| REQUEST |
Swap "street lamp" for "lamp post" in everything from the start of the material down to the line containing "[77,0,380,76]", and give back only those lines with nothing else changed.

| RECORDS PROVIDED |
====
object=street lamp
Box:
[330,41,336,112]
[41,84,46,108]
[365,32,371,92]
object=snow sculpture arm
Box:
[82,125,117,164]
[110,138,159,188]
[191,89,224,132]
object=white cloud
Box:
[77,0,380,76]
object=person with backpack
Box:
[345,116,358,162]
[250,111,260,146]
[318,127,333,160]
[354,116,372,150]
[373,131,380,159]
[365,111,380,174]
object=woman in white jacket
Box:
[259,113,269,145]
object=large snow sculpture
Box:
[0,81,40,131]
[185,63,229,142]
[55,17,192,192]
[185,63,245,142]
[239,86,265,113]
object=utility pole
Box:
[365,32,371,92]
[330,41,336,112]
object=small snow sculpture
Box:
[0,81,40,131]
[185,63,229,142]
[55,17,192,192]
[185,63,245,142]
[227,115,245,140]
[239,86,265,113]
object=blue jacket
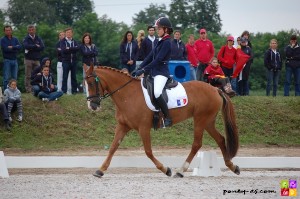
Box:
[80,44,98,66]
[141,37,158,60]
[264,48,282,71]
[140,35,171,77]
[23,34,45,61]
[120,41,138,66]
[170,39,187,60]
[285,43,300,68]
[1,36,22,60]
[60,38,80,63]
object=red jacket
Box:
[204,64,225,81]
[195,39,215,64]
[218,45,236,69]
[185,43,198,67]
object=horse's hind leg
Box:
[205,120,240,175]
[139,129,172,176]
[174,119,204,178]
[93,124,130,177]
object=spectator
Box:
[141,26,158,60]
[1,25,22,90]
[135,17,173,127]
[0,87,11,131]
[264,39,282,97]
[241,30,252,49]
[136,30,145,68]
[23,25,45,93]
[80,33,98,93]
[170,30,186,60]
[185,34,198,80]
[284,35,300,96]
[55,31,72,94]
[30,57,51,96]
[238,37,253,96]
[60,28,79,94]
[218,36,236,78]
[32,66,63,102]
[4,79,23,122]
[195,29,215,81]
[120,31,138,73]
[204,57,235,97]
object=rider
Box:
[135,17,173,127]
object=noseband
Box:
[85,72,133,106]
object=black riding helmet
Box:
[154,17,173,34]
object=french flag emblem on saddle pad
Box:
[141,81,188,111]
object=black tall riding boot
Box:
[156,95,172,127]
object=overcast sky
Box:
[0,0,300,36]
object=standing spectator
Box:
[264,39,282,97]
[238,37,253,96]
[204,57,235,97]
[284,35,300,96]
[241,30,252,49]
[30,57,51,96]
[136,30,145,68]
[1,25,22,90]
[170,30,186,60]
[32,66,63,102]
[4,79,23,122]
[218,36,236,79]
[60,28,79,94]
[141,26,158,60]
[120,31,138,73]
[23,25,45,93]
[195,29,215,81]
[185,34,198,80]
[55,31,72,94]
[0,87,11,131]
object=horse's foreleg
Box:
[139,129,172,176]
[174,121,204,178]
[205,122,240,175]
[94,124,130,177]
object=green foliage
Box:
[6,0,93,26]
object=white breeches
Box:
[154,75,168,98]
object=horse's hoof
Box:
[93,170,104,178]
[234,165,241,175]
[173,172,183,178]
[166,167,172,177]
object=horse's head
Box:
[83,64,104,111]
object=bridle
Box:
[85,72,133,106]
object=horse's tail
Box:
[218,89,239,159]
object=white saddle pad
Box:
[141,79,188,111]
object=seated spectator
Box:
[0,87,11,131]
[4,79,23,122]
[204,57,235,97]
[32,66,63,102]
[30,57,51,96]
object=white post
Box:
[0,151,9,178]
[193,151,221,177]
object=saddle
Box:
[143,75,178,109]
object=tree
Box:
[132,3,168,25]
[188,0,222,33]
[6,0,93,26]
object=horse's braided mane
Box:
[98,66,140,80]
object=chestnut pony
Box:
[84,65,240,177]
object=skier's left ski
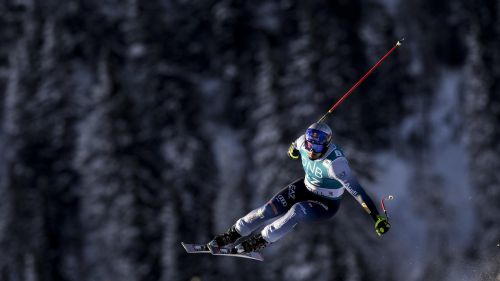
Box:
[207,244,264,261]
[181,242,210,254]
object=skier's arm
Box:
[332,157,379,221]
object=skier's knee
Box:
[236,203,276,236]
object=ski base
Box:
[181,242,211,254]
[208,242,264,261]
[181,242,264,261]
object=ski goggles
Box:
[305,140,326,153]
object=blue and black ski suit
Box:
[236,136,379,242]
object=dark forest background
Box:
[0,0,500,281]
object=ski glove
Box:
[288,142,300,160]
[375,215,391,236]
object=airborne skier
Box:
[182,38,404,260]
[209,123,391,253]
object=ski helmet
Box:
[305,123,332,153]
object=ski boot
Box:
[208,225,241,248]
[234,233,271,254]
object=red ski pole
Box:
[318,38,405,123]
[380,195,394,221]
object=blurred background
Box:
[0,0,500,281]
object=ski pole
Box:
[318,38,405,123]
[380,195,394,221]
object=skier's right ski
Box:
[208,244,264,261]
====
| OUTPUT |
object=lamp post
Box:
[330,41,336,112]
[41,84,46,108]
[365,32,371,92]
object=snow sculpture arm
Box:
[82,125,117,164]
[110,138,159,188]
[191,89,224,132]
object=white cloud
Box:
[77,0,380,76]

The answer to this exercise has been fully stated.